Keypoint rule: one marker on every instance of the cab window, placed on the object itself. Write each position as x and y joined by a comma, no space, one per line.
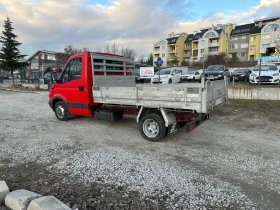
73,70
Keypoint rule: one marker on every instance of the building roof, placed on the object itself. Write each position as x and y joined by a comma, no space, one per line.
246,29
189,38
269,19
42,51
198,36
172,40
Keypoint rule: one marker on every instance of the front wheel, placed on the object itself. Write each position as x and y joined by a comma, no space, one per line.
61,111
152,127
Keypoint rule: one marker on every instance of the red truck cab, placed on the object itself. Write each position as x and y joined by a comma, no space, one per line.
72,92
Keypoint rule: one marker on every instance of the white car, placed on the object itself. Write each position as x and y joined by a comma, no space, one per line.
169,75
192,75
269,74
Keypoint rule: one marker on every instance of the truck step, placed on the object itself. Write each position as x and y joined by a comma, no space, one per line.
110,115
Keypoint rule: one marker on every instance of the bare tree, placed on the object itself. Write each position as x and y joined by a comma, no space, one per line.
71,50
276,41
141,59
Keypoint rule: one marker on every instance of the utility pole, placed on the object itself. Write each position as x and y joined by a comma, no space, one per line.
159,62
260,71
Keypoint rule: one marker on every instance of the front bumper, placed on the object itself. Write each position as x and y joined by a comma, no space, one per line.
50,104
213,77
265,80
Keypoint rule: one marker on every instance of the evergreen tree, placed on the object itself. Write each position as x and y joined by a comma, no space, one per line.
10,57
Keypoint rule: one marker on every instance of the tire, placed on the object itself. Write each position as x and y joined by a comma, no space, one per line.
61,111
152,127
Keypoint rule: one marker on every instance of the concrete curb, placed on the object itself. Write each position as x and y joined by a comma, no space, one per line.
27,200
22,91
4,191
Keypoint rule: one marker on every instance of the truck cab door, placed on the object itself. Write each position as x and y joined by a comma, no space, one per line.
72,88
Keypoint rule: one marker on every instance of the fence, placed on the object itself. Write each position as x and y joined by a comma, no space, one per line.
263,93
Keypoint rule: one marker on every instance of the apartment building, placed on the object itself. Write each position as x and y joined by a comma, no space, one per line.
161,50
243,41
246,42
188,47
176,48
270,33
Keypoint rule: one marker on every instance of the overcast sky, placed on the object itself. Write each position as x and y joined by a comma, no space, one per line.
136,24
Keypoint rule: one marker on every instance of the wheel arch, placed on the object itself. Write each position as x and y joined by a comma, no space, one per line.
55,100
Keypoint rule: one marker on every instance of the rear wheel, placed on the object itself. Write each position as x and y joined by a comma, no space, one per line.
61,111
152,127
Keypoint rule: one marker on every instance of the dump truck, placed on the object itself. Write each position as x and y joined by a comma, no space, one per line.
102,86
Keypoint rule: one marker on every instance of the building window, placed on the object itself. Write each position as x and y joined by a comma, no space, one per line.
162,42
242,54
264,46
266,36
214,50
252,47
272,27
210,34
233,46
244,45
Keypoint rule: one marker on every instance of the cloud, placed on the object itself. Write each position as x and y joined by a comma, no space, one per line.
53,24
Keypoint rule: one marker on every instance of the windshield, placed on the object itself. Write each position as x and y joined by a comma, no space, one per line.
215,68
240,70
266,68
164,72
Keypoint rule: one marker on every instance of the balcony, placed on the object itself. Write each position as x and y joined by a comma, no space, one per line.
214,44
214,37
214,53
187,55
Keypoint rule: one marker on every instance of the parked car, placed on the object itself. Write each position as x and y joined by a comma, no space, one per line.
192,75
138,79
216,72
15,77
168,75
241,74
269,74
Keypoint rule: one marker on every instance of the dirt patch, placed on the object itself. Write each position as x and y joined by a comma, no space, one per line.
36,178
267,110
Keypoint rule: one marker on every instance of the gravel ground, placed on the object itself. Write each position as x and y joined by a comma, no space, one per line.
229,162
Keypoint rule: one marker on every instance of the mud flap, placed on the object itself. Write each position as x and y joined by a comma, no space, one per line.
195,123
172,128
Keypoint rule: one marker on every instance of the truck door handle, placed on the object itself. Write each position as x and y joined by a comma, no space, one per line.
81,88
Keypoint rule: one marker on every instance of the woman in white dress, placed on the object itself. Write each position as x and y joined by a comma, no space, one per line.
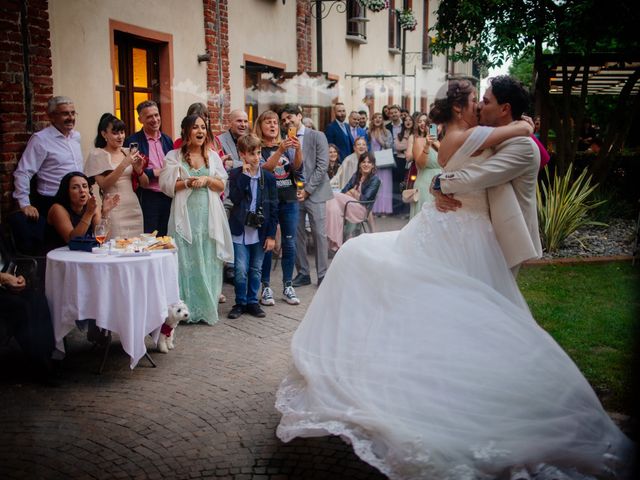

****************************************

Given exercise
Write out the lines of the material from the one containing "the balcony, placed" through the last, exactly and only those. Leave every picture out.

Complete response
Keypoint rule: one marker on every instance of the balcony, placed on the object itself. Write each position as x and y joined by a comma, no space, one per line.
214,44
214,37
214,53
187,55
Keypoint rule: one marker on every instance of the parked car, placed on the object itself. Write each position as x and y joined by a comma, no space, one per line.
192,75
138,79
216,72
15,77
168,75
241,74
269,74
Keypoint rule: one marker on every instance of the dirt patch, placed on the object itself. Write each position as x and y joined by a comma, no space, one per line.
36,178
267,110
Keypoint rule: one marker on every instance of the gravel ground, placed on the object itself. Write each position as x and y joined by a comma, no space, one per line.
229,162
Keypoint rule: one marker on every instance of the mud flap, placed on the object itself. Write each position as x and y joined by a comma, no space, one per line.
195,123
172,128
Keypoint rule: one marker on every instance of the truck door handle, placed on the object itself. Write each position as x and y joined by a comma, no space, one per line.
81,88
Keypoint rule: one marker on every instance of the woman in white dress, placed on the object itself. Write each position as x and y joined by a comma, no space, one per line.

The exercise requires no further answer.